_QUESTIONS_
• A. In the Strange Luck case study, which 80s reference did the designer steer the identity toward instead of tarot?
• B. Which kinds of organizations does the studio work with, according to the Strange Luck case study? Name them all.
• C. Pick up the Strange Luck case study where it ends and carry it on from its final sentence.

CLIENT
Strange Luck
year
2025
role
Creative Direction, Brand Identity, Web Build
Strange Luck is a production and storytelling studio that works with brands, nonprofits, and media companies on documentary and narrative projects. They come from a filmmaking background — their approach is humanistic, their work is primarily video, and the stories they tell are built around empathy rather than spectacle. They needed a visual identity that matched that sensibility while also making them memorable in a crowded market of production studios that tend to look either aggressively corporate or aggressively minimal. When I came onto the project, one of the founders had started sketching in a direction that drew from 80s psychic and tarot imagery — occult typography, layered textures, something strange and atmospheric. That instinct was right. My job was to take it somewhere more specific and more ownable.
Alternate Logo Version developed early in the process
Early direction and inspiration
I kept the strangeness but grounded it differently. The 80s reference stayed, but I shifted the specific register away from tarot and toward VHS, which made more sense for a studio whose primary medium is video. VHS carries its own kind of nostalgia and texture, and it pointed toward the work rather than just toward an aesthetic. The otherworldly quality the founders wanted was still there, but it came from the feeling of something slightly out of time, slightly off-frequency, rather than from occult symbols. The logo went through more iterations than almost anything else I've worked on. The defining decision was the treatment of the word 'Strange' — unusual proportions, distorted width — which gives it the quality of something that doesn't quite fit the frame it's in. That discomfort is intentional. It's strange in the way the studio's work is strange: familiar subject matter rendered in a way that makes you look again.

_PROVIDED MATERIAL_
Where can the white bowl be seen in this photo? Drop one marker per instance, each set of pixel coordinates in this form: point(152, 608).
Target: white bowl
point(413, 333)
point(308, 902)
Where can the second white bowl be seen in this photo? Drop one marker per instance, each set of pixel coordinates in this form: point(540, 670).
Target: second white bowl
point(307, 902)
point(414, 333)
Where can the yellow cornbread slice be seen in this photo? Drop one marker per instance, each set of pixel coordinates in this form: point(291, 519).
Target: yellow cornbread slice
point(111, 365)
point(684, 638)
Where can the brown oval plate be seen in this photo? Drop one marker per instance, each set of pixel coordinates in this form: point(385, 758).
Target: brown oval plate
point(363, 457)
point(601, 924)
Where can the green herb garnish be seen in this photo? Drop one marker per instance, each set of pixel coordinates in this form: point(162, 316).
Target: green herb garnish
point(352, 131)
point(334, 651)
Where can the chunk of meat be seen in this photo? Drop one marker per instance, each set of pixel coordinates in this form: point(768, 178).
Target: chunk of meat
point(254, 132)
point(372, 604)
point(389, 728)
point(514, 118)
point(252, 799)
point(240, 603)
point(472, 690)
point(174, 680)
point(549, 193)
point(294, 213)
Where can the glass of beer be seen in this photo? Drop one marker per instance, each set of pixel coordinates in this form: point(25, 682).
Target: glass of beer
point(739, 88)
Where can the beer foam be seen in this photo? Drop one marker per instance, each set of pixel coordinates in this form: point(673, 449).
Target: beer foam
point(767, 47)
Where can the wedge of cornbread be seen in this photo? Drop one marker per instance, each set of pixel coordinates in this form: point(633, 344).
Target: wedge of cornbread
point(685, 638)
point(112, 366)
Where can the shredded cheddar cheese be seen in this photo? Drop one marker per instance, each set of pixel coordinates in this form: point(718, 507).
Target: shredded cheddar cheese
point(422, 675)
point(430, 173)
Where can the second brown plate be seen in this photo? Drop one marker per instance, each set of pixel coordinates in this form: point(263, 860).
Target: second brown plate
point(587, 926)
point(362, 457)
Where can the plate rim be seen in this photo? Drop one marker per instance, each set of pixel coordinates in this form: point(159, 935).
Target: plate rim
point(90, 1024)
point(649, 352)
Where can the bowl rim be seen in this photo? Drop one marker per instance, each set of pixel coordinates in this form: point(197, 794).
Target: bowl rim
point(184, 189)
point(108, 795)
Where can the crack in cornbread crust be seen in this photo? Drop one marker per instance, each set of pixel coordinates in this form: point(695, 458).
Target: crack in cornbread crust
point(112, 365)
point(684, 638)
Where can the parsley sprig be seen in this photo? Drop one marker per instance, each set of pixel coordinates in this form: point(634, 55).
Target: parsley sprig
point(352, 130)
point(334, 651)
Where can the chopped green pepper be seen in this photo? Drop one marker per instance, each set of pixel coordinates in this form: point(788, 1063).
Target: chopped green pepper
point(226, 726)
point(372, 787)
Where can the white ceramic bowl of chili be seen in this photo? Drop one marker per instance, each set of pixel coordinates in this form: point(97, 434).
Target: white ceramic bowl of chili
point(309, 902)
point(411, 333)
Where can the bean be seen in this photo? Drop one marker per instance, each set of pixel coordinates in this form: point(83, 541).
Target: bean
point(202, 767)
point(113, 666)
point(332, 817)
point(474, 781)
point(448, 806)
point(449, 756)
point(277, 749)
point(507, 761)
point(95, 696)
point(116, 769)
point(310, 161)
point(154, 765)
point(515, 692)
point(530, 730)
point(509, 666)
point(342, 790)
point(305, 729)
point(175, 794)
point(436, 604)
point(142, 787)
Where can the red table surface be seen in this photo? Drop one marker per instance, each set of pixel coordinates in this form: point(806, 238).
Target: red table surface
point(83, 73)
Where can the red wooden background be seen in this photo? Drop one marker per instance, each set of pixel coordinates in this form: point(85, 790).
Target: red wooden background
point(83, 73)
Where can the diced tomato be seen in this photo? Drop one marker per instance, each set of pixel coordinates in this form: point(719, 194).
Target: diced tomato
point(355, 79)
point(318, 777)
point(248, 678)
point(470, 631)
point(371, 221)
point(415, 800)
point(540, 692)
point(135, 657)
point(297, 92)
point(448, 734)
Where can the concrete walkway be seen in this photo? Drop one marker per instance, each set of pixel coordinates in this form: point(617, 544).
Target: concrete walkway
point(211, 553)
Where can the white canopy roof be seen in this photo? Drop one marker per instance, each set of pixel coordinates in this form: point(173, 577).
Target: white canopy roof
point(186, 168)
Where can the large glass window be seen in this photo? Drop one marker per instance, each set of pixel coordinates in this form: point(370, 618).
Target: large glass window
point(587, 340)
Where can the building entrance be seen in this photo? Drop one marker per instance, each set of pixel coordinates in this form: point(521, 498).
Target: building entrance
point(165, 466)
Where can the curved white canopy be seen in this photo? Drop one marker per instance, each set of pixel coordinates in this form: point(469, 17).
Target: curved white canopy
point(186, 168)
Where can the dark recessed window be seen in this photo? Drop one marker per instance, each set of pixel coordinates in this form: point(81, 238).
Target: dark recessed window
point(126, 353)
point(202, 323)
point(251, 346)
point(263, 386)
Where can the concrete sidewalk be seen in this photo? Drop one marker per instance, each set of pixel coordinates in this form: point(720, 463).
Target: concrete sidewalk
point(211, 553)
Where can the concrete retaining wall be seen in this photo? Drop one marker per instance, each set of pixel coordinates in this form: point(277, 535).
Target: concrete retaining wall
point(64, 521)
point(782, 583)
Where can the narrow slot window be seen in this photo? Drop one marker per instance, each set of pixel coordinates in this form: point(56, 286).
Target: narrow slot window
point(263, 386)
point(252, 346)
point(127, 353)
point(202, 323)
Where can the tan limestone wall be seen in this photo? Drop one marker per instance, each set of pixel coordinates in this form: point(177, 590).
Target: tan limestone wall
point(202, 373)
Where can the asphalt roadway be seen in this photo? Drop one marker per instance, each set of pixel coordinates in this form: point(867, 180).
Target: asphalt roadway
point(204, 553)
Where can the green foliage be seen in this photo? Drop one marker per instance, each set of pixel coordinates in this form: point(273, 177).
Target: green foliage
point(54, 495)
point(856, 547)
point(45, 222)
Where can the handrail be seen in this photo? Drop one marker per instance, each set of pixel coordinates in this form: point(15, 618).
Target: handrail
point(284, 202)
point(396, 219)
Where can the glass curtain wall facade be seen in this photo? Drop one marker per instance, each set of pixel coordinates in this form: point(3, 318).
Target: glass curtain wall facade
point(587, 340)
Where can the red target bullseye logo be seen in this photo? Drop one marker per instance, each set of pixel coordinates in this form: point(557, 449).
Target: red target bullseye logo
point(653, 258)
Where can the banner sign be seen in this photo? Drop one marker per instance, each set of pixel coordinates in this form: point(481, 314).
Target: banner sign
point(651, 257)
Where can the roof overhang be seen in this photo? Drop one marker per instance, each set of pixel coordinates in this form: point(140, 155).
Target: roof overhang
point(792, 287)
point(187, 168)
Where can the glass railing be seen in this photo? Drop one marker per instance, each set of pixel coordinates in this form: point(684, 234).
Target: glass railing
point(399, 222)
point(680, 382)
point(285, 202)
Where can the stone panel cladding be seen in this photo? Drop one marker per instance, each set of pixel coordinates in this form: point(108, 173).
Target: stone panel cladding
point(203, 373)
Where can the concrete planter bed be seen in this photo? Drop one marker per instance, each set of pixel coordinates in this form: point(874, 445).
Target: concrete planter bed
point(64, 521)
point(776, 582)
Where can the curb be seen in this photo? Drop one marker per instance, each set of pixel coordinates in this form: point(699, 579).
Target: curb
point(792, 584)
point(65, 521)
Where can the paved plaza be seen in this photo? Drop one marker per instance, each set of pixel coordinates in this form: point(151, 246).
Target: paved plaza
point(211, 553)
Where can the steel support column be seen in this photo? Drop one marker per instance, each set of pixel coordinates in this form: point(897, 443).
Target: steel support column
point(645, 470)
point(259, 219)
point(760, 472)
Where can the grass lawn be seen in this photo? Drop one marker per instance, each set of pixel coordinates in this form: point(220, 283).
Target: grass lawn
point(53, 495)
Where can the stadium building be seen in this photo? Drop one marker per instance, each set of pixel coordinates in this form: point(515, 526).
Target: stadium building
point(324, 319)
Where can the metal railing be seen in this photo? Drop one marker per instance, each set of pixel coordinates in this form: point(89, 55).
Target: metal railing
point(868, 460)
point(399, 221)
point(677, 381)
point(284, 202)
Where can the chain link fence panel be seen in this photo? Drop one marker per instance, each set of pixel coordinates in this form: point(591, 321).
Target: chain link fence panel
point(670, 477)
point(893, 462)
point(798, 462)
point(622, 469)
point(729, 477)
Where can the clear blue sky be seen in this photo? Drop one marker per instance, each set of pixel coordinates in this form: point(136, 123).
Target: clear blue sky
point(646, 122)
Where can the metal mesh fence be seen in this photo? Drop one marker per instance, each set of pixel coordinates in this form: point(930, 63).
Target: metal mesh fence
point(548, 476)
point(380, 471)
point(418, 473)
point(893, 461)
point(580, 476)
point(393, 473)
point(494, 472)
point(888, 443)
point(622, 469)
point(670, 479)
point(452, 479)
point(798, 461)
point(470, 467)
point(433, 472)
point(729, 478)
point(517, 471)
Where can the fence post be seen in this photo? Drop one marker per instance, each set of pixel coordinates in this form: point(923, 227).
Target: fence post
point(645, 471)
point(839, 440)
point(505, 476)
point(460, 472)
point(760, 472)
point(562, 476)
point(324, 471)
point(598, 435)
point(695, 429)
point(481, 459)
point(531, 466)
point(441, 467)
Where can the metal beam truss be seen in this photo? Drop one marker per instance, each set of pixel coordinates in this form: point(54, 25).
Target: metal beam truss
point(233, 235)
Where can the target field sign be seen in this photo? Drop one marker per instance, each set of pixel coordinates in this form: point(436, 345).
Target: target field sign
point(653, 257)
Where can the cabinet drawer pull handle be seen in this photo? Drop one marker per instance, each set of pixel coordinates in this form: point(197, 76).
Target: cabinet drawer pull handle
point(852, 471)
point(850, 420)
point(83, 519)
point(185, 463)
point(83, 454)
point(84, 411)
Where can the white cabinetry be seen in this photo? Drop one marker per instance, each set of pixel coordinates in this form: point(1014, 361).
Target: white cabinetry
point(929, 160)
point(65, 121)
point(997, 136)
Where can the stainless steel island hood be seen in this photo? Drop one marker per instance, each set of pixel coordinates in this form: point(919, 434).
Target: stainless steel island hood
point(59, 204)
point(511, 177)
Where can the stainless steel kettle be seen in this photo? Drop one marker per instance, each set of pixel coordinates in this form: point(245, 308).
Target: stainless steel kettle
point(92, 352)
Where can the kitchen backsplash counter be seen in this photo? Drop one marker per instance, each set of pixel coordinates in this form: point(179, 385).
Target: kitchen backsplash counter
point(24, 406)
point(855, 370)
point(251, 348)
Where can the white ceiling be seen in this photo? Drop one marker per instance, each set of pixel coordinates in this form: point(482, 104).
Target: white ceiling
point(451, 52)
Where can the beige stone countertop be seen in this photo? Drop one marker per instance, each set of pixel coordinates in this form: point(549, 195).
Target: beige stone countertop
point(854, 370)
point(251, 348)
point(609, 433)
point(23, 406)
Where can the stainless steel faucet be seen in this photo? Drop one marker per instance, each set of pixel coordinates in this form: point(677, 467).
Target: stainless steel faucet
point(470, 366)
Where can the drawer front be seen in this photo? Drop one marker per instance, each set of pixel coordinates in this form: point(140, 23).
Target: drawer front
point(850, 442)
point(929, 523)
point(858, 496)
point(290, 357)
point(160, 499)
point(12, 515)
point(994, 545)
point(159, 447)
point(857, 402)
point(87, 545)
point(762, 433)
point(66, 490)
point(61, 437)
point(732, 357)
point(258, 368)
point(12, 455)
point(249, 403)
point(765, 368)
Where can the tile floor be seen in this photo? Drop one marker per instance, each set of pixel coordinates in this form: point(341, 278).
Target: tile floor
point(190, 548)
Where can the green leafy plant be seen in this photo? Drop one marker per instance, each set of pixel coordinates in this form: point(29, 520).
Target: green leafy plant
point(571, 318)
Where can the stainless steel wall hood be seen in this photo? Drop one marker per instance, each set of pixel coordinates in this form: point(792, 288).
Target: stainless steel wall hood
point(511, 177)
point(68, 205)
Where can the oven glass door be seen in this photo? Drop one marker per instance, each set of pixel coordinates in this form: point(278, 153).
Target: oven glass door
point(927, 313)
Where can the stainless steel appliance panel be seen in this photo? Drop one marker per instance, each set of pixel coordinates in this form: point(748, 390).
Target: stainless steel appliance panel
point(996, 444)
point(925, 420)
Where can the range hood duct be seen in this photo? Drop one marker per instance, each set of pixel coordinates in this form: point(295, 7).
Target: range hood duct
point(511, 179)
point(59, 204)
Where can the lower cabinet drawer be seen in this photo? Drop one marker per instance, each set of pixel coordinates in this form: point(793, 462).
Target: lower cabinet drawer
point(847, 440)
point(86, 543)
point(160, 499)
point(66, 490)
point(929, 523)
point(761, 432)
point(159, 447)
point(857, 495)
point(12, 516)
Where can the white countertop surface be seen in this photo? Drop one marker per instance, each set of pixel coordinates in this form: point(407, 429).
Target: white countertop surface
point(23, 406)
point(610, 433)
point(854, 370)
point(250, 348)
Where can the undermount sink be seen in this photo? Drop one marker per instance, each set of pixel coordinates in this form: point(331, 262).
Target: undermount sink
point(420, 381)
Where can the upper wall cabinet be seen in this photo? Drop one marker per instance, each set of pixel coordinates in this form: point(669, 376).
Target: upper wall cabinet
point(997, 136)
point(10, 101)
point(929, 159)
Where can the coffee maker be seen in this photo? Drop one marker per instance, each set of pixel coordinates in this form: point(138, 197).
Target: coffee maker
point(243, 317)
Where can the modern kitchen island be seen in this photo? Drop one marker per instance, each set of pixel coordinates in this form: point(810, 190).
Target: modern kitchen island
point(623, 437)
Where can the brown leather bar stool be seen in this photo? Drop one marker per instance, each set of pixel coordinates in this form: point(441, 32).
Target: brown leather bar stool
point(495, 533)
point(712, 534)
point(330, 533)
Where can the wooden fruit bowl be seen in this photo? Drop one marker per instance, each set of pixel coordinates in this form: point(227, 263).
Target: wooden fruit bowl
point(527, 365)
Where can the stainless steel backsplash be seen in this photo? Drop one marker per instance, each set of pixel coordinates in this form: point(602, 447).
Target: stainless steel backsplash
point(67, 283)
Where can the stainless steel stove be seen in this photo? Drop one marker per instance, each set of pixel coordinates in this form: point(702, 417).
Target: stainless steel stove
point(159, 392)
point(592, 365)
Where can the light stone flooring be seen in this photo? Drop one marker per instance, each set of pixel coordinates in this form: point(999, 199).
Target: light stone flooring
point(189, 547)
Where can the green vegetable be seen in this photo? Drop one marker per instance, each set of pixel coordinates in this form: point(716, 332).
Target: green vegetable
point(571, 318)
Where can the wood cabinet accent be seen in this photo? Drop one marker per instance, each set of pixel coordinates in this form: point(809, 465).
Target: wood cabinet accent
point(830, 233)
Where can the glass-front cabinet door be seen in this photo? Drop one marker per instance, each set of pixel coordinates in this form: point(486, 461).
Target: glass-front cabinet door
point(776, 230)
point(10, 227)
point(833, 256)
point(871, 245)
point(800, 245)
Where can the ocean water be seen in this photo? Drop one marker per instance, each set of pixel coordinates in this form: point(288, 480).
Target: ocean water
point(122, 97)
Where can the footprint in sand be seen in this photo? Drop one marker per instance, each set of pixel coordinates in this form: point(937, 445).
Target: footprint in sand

_RESULTS BY TASK_
• A. VHS.

• B. Brands, nonprofits, and media companies.

• C.
The final identity system runs across the logo, a style guide, and a custom-built website. The site's function is to showcase Strange Luck's work and to use the pointed style to accent it. The visual language does that through restraint punctuated by moments of strangeness: a typeface choice that feels slightly wrong, a layout that holds more tension than a standard portfolio grid, texture that suggests age and materiality without becoming purely decorative. For a studio built on narrative and human connection, the brand needed to feel like it was made by people, not by a brand consultant. That meant keeping imperfection in the system — not as sloppiness, but as evidence of sensibility. Strange Luck's clients hire them because they trust their taste. The brand needs to communicate that taste is present before the first conversation happens.